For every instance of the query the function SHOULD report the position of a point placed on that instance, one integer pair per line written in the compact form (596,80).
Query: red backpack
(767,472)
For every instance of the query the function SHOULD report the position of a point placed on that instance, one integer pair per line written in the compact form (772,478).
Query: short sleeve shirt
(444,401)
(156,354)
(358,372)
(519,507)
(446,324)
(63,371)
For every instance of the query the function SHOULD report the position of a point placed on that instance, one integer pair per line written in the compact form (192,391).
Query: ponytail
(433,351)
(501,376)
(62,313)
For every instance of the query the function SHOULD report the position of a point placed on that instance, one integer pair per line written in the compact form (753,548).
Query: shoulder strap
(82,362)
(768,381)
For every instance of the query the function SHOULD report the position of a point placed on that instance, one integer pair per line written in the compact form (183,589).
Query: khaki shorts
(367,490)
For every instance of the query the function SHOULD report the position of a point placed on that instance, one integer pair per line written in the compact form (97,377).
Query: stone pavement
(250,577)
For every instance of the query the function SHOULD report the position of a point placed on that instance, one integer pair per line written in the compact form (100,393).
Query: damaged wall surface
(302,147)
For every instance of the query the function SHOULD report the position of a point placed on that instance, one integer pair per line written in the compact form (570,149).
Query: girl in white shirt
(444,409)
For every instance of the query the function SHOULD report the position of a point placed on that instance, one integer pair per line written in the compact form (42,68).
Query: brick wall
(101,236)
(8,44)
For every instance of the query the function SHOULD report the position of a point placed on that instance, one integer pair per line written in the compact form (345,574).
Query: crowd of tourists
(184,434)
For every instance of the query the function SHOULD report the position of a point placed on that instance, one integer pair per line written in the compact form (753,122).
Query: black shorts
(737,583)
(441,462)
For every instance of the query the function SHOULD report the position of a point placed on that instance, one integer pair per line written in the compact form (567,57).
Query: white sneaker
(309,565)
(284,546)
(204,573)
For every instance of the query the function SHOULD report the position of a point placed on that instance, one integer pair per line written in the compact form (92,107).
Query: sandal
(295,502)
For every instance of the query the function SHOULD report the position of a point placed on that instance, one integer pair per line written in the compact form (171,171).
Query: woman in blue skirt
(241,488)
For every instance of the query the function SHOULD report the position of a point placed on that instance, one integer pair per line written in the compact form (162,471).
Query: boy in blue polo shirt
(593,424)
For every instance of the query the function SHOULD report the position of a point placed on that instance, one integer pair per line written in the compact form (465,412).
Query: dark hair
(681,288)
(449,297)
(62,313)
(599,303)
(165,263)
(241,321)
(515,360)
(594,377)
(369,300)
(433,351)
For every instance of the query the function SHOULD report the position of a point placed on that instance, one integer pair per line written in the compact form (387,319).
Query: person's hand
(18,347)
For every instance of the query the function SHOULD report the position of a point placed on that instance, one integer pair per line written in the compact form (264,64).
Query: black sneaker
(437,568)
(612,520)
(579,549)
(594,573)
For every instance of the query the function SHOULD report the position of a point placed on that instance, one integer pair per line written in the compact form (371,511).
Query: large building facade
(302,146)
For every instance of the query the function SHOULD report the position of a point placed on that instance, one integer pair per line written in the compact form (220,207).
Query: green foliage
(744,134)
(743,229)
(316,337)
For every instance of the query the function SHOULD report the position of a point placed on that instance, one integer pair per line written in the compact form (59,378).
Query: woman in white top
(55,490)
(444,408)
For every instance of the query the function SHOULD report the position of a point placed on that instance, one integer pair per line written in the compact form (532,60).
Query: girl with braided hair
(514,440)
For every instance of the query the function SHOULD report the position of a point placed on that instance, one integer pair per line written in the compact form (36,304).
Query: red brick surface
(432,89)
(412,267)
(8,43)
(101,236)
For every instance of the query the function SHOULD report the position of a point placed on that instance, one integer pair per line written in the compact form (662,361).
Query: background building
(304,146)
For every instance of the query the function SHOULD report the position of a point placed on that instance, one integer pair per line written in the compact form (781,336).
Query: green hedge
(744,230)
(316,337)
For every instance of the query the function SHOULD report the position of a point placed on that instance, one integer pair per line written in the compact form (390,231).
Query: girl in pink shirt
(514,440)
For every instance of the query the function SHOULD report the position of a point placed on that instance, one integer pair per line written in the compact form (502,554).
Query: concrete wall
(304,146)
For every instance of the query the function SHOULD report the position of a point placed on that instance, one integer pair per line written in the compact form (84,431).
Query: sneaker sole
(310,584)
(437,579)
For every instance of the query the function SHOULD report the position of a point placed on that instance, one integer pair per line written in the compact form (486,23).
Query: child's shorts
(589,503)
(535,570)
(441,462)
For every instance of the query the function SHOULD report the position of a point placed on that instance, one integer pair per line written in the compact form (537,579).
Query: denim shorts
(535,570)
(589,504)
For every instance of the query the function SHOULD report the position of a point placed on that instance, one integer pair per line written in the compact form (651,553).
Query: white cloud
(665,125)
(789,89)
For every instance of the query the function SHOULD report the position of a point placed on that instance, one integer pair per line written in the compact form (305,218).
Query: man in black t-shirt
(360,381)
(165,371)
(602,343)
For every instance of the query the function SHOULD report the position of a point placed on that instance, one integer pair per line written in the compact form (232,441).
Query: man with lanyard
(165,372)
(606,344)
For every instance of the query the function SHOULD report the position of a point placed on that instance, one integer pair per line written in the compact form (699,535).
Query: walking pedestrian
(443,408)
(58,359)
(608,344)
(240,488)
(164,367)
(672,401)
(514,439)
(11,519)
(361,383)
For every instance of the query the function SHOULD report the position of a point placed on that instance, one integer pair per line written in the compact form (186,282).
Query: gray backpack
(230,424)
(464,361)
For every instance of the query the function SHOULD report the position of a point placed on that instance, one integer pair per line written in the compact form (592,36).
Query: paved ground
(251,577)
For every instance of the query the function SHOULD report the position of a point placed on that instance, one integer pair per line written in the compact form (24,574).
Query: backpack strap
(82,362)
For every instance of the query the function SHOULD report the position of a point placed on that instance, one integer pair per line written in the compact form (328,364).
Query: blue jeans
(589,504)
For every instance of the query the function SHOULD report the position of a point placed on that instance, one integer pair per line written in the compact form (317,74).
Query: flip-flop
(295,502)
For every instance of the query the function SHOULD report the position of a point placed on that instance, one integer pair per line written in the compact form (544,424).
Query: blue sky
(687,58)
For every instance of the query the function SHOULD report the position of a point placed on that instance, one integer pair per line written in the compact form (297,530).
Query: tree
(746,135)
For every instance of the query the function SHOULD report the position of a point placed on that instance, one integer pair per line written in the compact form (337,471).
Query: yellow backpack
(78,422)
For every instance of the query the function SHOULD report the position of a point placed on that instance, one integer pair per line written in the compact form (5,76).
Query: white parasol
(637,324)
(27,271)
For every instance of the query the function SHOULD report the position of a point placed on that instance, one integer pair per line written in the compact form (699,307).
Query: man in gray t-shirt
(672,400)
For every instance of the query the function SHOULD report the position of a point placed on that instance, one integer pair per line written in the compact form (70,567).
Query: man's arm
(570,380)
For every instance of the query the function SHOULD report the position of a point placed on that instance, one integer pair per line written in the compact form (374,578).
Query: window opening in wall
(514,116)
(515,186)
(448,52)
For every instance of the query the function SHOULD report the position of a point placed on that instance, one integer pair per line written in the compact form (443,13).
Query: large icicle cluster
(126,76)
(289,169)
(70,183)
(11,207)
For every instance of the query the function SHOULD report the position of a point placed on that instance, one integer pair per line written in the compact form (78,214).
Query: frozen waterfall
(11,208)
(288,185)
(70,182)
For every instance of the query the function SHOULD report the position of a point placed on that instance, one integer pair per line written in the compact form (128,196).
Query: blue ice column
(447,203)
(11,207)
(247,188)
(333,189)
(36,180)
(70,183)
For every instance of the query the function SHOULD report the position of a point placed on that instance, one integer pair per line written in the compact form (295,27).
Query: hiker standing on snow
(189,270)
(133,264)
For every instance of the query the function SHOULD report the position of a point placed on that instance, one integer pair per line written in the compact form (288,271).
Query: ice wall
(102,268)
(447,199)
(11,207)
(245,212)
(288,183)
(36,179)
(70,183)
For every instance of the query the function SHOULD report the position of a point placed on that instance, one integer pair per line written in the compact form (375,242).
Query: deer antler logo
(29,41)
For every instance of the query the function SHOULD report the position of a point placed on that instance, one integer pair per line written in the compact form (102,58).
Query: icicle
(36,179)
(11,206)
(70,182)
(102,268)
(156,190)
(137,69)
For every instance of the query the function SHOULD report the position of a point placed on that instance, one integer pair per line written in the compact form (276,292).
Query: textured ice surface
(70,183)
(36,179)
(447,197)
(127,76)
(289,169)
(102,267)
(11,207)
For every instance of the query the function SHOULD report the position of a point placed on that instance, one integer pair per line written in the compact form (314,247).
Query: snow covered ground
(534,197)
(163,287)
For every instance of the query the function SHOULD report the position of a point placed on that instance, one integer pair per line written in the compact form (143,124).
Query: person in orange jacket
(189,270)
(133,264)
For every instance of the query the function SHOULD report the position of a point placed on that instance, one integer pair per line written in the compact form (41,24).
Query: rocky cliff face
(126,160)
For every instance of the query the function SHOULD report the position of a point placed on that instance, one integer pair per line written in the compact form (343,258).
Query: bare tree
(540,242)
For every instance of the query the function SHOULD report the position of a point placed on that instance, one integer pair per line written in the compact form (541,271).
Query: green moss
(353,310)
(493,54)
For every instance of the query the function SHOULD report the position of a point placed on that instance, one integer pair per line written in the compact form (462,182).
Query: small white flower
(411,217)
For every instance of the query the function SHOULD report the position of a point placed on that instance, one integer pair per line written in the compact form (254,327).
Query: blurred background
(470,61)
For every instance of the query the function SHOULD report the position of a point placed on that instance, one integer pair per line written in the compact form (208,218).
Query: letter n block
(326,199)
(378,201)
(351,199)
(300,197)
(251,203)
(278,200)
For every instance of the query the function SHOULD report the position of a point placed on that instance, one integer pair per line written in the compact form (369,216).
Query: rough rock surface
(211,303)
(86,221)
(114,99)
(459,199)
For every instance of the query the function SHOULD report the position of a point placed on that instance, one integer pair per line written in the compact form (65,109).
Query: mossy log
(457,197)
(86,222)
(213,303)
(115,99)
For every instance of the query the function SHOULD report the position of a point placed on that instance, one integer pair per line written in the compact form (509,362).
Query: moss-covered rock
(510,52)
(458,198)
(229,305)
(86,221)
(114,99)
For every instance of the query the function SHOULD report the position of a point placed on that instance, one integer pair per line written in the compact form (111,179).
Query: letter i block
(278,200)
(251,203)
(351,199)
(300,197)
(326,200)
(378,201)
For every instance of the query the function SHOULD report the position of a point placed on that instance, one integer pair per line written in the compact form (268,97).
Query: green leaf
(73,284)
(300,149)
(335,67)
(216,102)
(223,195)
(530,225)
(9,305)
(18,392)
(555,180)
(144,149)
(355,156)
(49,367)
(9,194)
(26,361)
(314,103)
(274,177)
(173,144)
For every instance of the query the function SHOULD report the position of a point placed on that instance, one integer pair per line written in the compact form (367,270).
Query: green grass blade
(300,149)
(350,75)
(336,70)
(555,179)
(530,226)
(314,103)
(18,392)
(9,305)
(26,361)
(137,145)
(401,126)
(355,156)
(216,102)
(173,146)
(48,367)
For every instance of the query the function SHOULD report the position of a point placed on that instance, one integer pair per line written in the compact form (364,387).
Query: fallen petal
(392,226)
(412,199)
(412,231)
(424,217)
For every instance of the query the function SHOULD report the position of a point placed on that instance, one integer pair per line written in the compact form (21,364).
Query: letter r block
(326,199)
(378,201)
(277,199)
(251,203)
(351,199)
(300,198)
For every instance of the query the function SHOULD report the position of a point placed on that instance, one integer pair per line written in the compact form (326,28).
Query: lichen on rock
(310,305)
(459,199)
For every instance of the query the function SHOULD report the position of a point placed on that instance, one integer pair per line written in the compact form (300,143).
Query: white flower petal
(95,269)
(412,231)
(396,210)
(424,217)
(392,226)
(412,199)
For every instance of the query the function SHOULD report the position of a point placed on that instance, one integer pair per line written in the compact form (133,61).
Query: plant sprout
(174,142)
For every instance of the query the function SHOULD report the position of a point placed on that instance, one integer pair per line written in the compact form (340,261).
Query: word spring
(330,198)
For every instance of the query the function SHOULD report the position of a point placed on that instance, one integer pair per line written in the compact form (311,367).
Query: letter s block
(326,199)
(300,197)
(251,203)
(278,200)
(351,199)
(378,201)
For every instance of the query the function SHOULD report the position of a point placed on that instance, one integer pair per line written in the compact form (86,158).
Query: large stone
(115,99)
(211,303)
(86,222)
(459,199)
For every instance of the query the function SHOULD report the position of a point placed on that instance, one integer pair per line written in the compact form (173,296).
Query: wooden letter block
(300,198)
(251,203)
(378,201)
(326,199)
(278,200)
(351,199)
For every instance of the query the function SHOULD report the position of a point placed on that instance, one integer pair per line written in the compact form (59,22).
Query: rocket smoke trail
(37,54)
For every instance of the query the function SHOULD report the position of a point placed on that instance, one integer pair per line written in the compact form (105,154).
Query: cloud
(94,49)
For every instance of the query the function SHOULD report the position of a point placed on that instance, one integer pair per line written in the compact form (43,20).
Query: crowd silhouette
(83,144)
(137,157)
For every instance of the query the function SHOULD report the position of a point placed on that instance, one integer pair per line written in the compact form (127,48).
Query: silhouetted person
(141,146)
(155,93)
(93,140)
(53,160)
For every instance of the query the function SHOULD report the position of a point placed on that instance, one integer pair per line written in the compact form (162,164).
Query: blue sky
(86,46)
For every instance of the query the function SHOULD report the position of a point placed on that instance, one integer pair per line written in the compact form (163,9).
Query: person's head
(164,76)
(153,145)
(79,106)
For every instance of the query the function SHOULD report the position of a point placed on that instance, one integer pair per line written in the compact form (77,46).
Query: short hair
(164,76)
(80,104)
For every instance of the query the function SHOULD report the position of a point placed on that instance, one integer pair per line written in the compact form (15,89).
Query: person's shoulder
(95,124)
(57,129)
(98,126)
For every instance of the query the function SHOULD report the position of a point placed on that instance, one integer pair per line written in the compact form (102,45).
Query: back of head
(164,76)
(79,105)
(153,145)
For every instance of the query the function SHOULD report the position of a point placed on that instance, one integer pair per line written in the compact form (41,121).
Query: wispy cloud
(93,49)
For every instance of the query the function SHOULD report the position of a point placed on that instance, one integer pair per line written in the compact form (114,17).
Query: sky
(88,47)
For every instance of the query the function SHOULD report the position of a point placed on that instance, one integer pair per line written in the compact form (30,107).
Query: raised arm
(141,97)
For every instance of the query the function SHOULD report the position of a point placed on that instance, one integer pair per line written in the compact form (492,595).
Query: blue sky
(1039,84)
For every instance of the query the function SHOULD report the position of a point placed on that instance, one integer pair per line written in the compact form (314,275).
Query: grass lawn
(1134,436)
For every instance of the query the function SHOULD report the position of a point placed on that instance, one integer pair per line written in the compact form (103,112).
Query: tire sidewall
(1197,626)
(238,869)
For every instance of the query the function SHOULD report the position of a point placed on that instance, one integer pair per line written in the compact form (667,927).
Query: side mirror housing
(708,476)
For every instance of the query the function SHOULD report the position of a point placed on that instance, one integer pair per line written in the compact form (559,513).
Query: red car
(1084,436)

====

**ABOUT THIS EXERCISE:** Only the lines above, from the first through the one holding "compact form (772,478).", are to be output, and they must be copied exactly.

**ANSWER BELOW:**
For every instance of the query the function SHOULD report the position of a point placed on that instance, one integer pair per line written in the compact form (596,80).
Query: red backpack
(767,472)
For every instance of the query the function SHOULD report the position of a point placed on that instance, one integer pair per line written in the compact form (772,478).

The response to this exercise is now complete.